### [EXERCISE INSTRUCTIONS]
Scan the entries for lines containing the string "poster". Reply with how many there are, and nothing else.
———
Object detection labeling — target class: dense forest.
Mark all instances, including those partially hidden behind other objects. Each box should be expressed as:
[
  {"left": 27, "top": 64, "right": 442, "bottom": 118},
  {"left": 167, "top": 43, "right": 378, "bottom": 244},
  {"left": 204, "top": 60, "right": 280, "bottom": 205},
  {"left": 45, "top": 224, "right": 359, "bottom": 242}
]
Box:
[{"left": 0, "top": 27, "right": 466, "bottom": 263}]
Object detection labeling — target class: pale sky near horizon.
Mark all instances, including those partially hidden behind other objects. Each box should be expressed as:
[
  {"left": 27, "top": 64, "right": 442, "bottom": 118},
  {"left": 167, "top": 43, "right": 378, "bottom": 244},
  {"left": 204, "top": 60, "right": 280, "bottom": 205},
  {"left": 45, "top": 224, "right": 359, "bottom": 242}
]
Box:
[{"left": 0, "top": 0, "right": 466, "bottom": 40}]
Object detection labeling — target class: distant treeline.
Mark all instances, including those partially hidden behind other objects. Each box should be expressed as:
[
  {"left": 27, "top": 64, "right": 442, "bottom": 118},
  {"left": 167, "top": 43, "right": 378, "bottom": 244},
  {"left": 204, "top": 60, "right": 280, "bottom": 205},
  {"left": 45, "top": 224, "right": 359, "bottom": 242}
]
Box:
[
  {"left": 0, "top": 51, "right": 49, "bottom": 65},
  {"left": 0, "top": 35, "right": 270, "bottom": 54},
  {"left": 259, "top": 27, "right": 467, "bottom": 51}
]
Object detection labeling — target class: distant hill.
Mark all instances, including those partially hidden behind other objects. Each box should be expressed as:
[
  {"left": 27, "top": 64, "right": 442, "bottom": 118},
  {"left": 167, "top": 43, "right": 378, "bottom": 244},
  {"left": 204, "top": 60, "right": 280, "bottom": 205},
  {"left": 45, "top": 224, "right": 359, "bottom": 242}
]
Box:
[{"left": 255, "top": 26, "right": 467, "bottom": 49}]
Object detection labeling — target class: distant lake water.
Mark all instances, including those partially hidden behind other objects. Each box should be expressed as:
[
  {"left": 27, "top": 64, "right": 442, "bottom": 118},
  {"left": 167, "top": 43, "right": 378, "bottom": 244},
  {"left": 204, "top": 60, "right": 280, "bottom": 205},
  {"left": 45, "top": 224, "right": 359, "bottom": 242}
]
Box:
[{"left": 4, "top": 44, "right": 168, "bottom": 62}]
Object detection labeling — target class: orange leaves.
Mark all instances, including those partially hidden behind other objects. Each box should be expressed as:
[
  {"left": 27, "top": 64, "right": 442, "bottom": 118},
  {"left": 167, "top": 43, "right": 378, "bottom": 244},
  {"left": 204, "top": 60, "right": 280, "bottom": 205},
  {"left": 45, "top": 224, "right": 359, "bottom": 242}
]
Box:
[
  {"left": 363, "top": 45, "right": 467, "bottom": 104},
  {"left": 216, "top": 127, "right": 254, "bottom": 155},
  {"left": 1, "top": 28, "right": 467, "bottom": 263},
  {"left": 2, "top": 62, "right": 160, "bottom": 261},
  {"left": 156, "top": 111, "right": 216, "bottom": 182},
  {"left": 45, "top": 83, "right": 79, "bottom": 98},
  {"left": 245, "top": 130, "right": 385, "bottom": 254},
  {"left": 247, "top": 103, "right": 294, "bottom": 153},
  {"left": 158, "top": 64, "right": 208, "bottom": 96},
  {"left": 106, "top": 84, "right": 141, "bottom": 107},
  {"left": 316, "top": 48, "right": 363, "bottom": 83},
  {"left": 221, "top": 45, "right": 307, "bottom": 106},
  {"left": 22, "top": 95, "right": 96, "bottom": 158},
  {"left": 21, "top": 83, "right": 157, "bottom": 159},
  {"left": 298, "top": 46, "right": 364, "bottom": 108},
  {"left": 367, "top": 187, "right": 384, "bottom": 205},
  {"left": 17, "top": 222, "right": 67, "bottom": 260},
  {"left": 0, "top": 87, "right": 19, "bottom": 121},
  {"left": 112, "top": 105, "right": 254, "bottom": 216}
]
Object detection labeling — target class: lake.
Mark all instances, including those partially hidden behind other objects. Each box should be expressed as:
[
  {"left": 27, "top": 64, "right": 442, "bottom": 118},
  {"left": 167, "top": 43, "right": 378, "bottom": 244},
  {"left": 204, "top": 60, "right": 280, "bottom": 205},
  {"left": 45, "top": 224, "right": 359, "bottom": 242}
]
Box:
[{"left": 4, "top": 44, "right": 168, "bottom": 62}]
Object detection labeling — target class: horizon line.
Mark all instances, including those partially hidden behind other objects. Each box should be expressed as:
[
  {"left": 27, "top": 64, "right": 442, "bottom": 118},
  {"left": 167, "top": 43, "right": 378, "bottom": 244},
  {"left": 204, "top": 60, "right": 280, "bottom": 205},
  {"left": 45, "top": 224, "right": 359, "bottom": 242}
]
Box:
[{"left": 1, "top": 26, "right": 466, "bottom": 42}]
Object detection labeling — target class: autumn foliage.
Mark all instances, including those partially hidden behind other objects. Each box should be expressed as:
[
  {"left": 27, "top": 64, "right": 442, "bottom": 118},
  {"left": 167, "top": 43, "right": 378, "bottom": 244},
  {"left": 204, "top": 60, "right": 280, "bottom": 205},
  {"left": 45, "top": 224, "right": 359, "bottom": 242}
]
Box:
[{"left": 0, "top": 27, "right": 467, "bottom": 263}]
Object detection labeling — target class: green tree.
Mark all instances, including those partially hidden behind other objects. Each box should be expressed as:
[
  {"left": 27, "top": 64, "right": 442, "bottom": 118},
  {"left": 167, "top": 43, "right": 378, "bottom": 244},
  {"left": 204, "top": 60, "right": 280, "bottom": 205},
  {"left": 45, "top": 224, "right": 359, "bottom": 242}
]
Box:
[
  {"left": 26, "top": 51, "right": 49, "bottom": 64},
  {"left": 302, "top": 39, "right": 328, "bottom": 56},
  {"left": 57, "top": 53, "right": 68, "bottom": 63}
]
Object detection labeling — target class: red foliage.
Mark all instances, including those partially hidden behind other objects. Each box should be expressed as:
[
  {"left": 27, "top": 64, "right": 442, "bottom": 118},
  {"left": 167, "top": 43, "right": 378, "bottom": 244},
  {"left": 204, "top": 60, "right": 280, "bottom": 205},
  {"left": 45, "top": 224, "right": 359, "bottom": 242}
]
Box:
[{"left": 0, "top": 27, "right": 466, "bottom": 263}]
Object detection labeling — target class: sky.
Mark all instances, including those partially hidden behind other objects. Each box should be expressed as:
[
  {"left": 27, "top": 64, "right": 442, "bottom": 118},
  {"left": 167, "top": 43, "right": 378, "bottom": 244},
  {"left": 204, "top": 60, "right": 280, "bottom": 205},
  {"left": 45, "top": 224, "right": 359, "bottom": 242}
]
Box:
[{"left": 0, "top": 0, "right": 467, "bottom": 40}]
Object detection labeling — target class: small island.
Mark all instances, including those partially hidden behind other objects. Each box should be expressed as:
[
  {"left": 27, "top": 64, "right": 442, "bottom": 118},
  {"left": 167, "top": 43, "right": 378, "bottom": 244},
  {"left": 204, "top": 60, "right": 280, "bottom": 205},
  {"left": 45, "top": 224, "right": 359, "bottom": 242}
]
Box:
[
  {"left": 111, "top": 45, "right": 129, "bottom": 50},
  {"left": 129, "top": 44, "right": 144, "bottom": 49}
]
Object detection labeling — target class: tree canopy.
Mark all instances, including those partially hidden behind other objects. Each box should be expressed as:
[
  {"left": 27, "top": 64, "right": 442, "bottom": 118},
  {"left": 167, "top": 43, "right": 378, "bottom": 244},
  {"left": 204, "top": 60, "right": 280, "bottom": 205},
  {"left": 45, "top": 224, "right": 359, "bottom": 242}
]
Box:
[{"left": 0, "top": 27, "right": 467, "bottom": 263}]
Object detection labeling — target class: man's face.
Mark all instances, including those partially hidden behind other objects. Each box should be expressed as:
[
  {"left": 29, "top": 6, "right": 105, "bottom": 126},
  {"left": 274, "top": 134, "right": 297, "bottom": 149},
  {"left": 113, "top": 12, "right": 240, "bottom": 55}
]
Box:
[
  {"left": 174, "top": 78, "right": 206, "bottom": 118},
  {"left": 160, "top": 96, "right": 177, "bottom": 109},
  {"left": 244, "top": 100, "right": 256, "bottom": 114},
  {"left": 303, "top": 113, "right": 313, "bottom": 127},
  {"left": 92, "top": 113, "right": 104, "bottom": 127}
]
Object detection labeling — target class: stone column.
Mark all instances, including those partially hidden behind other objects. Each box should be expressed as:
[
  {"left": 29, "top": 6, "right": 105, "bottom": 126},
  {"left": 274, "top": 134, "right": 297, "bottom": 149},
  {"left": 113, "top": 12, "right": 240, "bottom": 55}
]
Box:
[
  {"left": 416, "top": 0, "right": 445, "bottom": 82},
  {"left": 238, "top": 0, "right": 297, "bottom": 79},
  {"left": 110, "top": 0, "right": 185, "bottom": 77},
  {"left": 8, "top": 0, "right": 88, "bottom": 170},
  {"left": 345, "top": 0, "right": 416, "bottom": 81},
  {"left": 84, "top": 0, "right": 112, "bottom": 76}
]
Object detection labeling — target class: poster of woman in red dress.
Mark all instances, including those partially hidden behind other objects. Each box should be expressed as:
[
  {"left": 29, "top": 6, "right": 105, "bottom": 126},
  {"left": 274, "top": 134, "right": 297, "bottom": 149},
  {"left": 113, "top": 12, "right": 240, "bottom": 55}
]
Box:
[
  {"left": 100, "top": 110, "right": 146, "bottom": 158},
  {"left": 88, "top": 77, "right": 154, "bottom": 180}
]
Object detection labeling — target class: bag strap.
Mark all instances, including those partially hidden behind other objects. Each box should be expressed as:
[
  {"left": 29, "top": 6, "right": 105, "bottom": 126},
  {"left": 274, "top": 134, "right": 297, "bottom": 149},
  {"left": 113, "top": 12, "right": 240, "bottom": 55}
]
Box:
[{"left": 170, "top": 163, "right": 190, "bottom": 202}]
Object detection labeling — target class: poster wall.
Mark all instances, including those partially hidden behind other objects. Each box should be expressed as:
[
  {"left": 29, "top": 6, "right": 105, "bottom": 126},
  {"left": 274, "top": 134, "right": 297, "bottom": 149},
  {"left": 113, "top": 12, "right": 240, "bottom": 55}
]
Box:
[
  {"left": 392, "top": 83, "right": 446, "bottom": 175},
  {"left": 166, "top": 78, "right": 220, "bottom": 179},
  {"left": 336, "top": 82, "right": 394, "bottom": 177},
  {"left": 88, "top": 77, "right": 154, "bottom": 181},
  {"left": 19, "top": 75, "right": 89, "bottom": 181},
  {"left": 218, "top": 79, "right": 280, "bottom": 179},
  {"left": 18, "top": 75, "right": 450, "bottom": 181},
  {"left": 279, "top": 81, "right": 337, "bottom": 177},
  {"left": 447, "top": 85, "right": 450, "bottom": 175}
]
———
### [RESPONSE]
2